CONSIGNE:
Modifiez toutes les données en remplaçant « brown » par « dark » et en laissant tout le reste inchangé. Recopiez-les sans les images.

[Entrées d'un jeu de données de pointage]
========================
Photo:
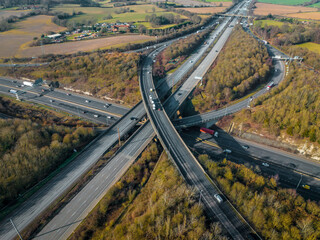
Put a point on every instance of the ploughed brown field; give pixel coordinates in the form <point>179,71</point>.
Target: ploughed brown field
<point>84,45</point>
<point>275,9</point>
<point>17,39</point>
<point>306,15</point>
<point>8,13</point>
========================
RÉPONSE RÉDIGÉE:
Photo:
Put a point on every instance of the ploughed dark field; give pixel coordinates in the form <point>179,71</point>.
Target: ploughed dark field
<point>84,45</point>
<point>275,9</point>
<point>17,39</point>
<point>306,15</point>
<point>8,13</point>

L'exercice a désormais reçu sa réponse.